## WORK REQUEST
A single number is needed: how many lines of the data below contain "vehicle".

## Records from a data collection

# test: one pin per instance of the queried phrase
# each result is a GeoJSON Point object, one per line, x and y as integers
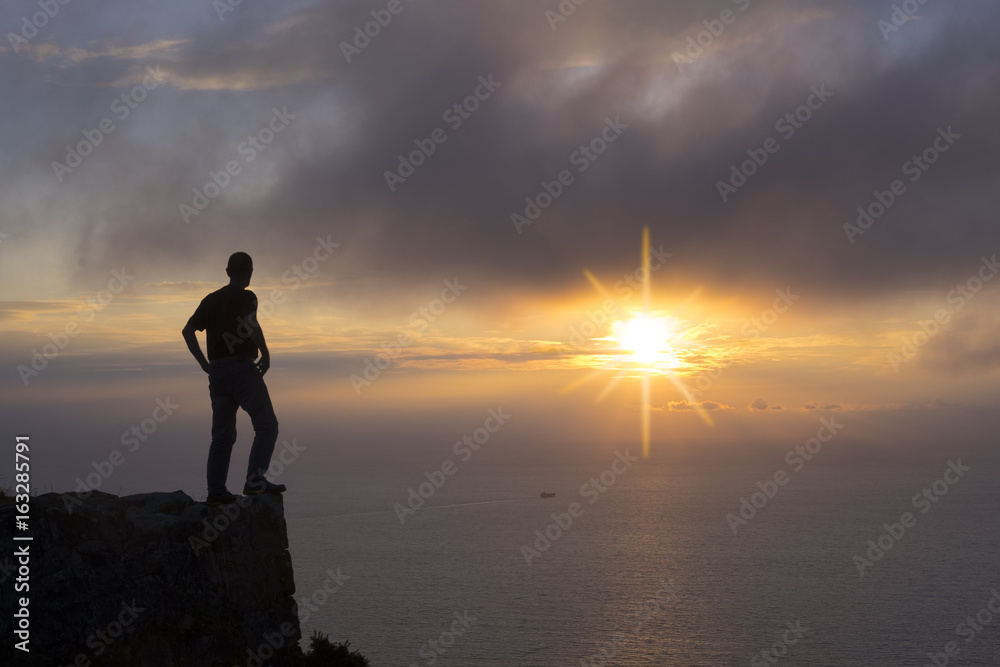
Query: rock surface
{"type": "Point", "coordinates": [154, 579]}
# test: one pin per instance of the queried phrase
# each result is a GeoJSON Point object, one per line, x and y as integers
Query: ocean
{"type": "Point", "coordinates": [637, 564]}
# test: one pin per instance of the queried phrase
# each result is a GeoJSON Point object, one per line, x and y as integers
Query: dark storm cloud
{"type": "Point", "coordinates": [686, 126]}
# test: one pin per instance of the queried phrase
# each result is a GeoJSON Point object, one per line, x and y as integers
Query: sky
{"type": "Point", "coordinates": [446, 203]}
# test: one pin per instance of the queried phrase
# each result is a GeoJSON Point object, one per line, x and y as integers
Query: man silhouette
{"type": "Point", "coordinates": [235, 379]}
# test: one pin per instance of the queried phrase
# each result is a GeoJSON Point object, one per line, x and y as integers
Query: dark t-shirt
{"type": "Point", "coordinates": [228, 315]}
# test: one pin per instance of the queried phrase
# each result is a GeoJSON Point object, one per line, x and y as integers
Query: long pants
{"type": "Point", "coordinates": [235, 382]}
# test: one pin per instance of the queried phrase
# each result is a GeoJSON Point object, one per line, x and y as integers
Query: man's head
{"type": "Point", "coordinates": [240, 268]}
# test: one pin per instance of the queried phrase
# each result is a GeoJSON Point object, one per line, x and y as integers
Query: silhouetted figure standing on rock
{"type": "Point", "coordinates": [235, 379]}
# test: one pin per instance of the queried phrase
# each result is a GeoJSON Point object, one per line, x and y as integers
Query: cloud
{"type": "Point", "coordinates": [685, 406]}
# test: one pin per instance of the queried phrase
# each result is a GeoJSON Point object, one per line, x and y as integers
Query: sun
{"type": "Point", "coordinates": [647, 337]}
{"type": "Point", "coordinates": [652, 345]}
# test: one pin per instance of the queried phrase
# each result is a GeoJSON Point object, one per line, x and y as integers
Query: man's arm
{"type": "Point", "coordinates": [194, 346]}
{"type": "Point", "coordinates": [257, 334]}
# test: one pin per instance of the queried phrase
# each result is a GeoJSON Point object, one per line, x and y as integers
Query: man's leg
{"type": "Point", "coordinates": [224, 406]}
{"type": "Point", "coordinates": [253, 397]}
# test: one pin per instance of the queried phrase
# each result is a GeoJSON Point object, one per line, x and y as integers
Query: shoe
{"type": "Point", "coordinates": [262, 486]}
{"type": "Point", "coordinates": [223, 498]}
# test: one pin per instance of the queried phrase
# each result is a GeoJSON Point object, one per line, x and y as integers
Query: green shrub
{"type": "Point", "coordinates": [323, 653]}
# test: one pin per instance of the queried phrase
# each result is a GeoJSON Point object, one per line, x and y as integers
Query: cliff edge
{"type": "Point", "coordinates": [151, 580]}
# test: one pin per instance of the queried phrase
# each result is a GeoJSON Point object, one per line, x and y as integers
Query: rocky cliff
{"type": "Point", "coordinates": [155, 580]}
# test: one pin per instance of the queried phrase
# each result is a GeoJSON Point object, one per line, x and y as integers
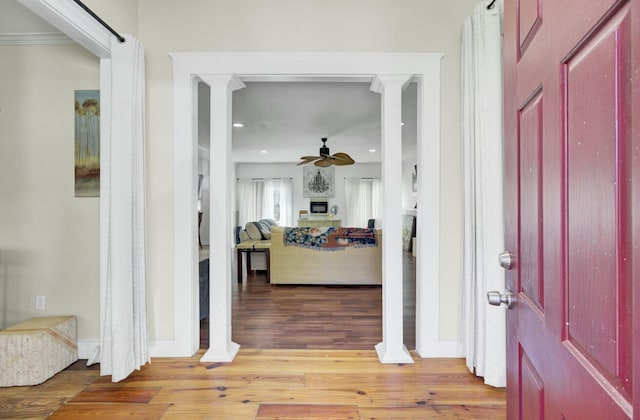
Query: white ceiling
{"type": "Point", "coordinates": [285, 119]}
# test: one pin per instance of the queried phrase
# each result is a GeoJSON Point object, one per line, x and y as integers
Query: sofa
{"type": "Point", "coordinates": [360, 264]}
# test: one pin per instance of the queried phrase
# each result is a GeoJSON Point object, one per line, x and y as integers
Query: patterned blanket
{"type": "Point", "coordinates": [330, 238]}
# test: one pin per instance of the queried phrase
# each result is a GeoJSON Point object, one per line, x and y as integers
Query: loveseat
{"type": "Point", "coordinates": [344, 259]}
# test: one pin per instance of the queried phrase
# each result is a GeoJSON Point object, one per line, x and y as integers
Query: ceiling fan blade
{"type": "Point", "coordinates": [323, 163]}
{"type": "Point", "coordinates": [308, 159]}
{"type": "Point", "coordinates": [342, 159]}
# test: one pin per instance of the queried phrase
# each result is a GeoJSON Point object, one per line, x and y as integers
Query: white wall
{"type": "Point", "coordinates": [48, 240]}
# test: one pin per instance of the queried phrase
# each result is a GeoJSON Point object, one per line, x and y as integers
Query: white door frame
{"type": "Point", "coordinates": [189, 68]}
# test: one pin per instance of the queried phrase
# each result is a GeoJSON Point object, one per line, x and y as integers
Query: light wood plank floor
{"type": "Point", "coordinates": [272, 384]}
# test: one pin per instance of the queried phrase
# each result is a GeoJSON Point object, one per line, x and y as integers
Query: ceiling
{"type": "Point", "coordinates": [282, 120]}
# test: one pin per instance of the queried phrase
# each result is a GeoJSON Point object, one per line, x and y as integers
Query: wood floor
{"type": "Point", "coordinates": [313, 317]}
{"type": "Point", "coordinates": [266, 384]}
{"type": "Point", "coordinates": [307, 353]}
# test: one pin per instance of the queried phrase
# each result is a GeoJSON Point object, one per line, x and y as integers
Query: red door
{"type": "Point", "coordinates": [572, 194]}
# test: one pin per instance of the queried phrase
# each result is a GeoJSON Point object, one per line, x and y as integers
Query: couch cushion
{"type": "Point", "coordinates": [253, 230]}
{"type": "Point", "coordinates": [243, 236]}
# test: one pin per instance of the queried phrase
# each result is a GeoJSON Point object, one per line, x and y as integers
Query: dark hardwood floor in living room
{"type": "Point", "coordinates": [313, 317]}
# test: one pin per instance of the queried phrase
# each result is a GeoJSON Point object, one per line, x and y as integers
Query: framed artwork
{"type": "Point", "coordinates": [318, 182]}
{"type": "Point", "coordinates": [414, 179]}
{"type": "Point", "coordinates": [87, 143]}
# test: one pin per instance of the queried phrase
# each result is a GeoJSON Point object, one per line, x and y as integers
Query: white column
{"type": "Point", "coordinates": [221, 348]}
{"type": "Point", "coordinates": [392, 348]}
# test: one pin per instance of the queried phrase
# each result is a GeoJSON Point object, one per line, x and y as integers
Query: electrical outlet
{"type": "Point", "coordinates": [40, 302]}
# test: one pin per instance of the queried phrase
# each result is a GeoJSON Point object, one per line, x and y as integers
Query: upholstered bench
{"type": "Point", "coordinates": [33, 351]}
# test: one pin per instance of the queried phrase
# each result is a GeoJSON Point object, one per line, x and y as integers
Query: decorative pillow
{"type": "Point", "coordinates": [253, 231]}
{"type": "Point", "coordinates": [265, 229]}
{"type": "Point", "coordinates": [244, 236]}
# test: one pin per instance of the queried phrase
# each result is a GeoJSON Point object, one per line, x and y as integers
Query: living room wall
{"type": "Point", "coordinates": [46, 238]}
{"type": "Point", "coordinates": [290, 170]}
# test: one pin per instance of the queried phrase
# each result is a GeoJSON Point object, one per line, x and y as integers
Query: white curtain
{"type": "Point", "coordinates": [286, 202]}
{"type": "Point", "coordinates": [482, 327]}
{"type": "Point", "coordinates": [249, 202]}
{"type": "Point", "coordinates": [124, 337]}
{"type": "Point", "coordinates": [363, 200]}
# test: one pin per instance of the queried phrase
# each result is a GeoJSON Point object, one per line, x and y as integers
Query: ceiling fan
{"type": "Point", "coordinates": [326, 158]}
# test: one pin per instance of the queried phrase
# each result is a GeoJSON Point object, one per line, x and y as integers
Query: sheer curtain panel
{"type": "Point", "coordinates": [124, 339]}
{"type": "Point", "coordinates": [482, 327]}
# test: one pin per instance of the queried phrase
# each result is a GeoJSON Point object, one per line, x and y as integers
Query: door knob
{"type": "Point", "coordinates": [506, 260]}
{"type": "Point", "coordinates": [497, 298]}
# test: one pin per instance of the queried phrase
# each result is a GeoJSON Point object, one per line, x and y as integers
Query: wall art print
{"type": "Point", "coordinates": [87, 143]}
{"type": "Point", "coordinates": [318, 182]}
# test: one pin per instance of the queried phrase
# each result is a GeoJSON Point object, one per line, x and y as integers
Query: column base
{"type": "Point", "coordinates": [221, 355]}
{"type": "Point", "coordinates": [386, 356]}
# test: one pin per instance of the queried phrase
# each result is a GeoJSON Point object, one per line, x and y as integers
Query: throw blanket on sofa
{"type": "Point", "coordinates": [330, 238]}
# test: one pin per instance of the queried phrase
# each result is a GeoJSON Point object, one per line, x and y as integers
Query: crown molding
{"type": "Point", "coordinates": [71, 20]}
{"type": "Point", "coordinates": [34, 38]}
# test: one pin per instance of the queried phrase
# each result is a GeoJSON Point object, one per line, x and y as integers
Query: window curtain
{"type": "Point", "coordinates": [286, 202]}
{"type": "Point", "coordinates": [249, 203]}
{"type": "Point", "coordinates": [124, 338]}
{"type": "Point", "coordinates": [482, 327]}
{"type": "Point", "coordinates": [257, 199]}
{"type": "Point", "coordinates": [363, 200]}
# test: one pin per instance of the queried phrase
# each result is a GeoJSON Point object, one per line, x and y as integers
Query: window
{"type": "Point", "coordinates": [265, 199]}
{"type": "Point", "coordinates": [363, 200]}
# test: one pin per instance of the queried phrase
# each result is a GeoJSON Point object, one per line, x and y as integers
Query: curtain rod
{"type": "Point", "coordinates": [100, 21]}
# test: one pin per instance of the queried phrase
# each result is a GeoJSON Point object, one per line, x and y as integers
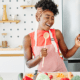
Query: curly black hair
{"type": "Point", "coordinates": [47, 4]}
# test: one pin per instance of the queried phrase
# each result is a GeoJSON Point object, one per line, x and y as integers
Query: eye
{"type": "Point", "coordinates": [47, 17]}
{"type": "Point", "coordinates": [52, 18]}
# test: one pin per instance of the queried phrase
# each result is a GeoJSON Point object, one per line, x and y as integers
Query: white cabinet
{"type": "Point", "coordinates": [12, 64]}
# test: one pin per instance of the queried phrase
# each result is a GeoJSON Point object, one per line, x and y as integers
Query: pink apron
{"type": "Point", "coordinates": [52, 62]}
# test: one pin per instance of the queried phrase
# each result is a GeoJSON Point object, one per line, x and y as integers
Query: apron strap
{"type": "Point", "coordinates": [53, 41]}
{"type": "Point", "coordinates": [35, 37]}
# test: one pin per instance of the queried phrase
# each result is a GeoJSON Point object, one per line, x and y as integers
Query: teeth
{"type": "Point", "coordinates": [48, 24]}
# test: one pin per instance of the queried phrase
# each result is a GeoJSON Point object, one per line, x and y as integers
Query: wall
{"type": "Point", "coordinates": [16, 32]}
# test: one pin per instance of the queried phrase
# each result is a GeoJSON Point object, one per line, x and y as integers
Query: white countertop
{"type": "Point", "coordinates": [12, 52]}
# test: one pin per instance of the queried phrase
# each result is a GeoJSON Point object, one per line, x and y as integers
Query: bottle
{"type": "Point", "coordinates": [4, 41]}
{"type": "Point", "coordinates": [4, 18]}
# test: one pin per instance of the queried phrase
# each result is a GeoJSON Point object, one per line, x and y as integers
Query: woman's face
{"type": "Point", "coordinates": [46, 20]}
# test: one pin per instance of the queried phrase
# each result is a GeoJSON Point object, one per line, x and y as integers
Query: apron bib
{"type": "Point", "coordinates": [52, 62]}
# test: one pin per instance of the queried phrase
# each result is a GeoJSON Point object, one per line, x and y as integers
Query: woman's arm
{"type": "Point", "coordinates": [28, 53]}
{"type": "Point", "coordinates": [65, 51]}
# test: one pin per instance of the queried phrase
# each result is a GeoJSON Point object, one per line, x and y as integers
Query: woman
{"type": "Point", "coordinates": [34, 42]}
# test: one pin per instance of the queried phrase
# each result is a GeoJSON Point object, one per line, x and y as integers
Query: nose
{"type": "Point", "coordinates": [51, 21]}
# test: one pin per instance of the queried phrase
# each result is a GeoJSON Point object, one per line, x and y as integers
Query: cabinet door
{"type": "Point", "coordinates": [30, 70]}
{"type": "Point", "coordinates": [11, 64]}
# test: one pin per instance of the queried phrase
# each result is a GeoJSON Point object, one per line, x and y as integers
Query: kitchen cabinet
{"type": "Point", "coordinates": [11, 64]}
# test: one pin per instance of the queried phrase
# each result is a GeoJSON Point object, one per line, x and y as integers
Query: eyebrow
{"type": "Point", "coordinates": [48, 15]}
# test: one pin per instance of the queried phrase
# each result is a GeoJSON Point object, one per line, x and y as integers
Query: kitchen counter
{"type": "Point", "coordinates": [11, 53]}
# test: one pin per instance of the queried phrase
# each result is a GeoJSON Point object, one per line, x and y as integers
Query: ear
{"type": "Point", "coordinates": [38, 19]}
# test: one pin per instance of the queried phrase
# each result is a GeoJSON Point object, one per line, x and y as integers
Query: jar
{"type": "Point", "coordinates": [4, 41]}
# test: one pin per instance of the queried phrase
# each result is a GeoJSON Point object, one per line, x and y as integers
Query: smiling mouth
{"type": "Point", "coordinates": [48, 25]}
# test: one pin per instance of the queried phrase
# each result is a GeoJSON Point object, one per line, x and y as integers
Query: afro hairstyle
{"type": "Point", "coordinates": [47, 4]}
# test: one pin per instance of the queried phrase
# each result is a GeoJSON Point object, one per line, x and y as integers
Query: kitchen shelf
{"type": "Point", "coordinates": [11, 49]}
{"type": "Point", "coordinates": [24, 6]}
{"type": "Point", "coordinates": [16, 21]}
{"type": "Point", "coordinates": [11, 55]}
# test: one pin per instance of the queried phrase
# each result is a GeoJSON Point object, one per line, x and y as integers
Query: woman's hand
{"type": "Point", "coordinates": [77, 41]}
{"type": "Point", "coordinates": [43, 52]}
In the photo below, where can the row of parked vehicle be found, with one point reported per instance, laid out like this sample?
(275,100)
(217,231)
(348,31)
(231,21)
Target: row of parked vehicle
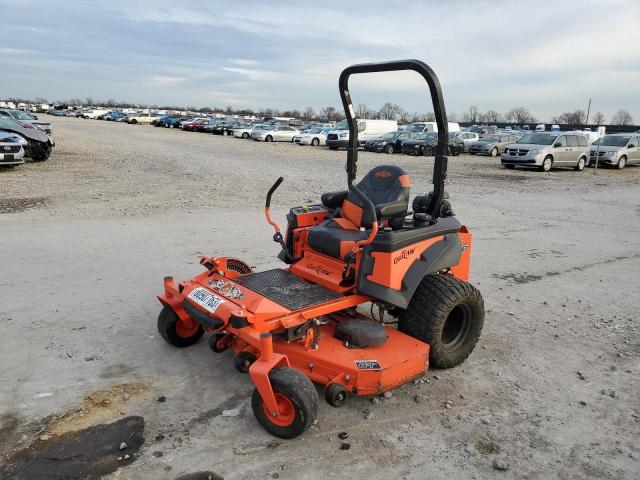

## EXERCISE OUTPUT
2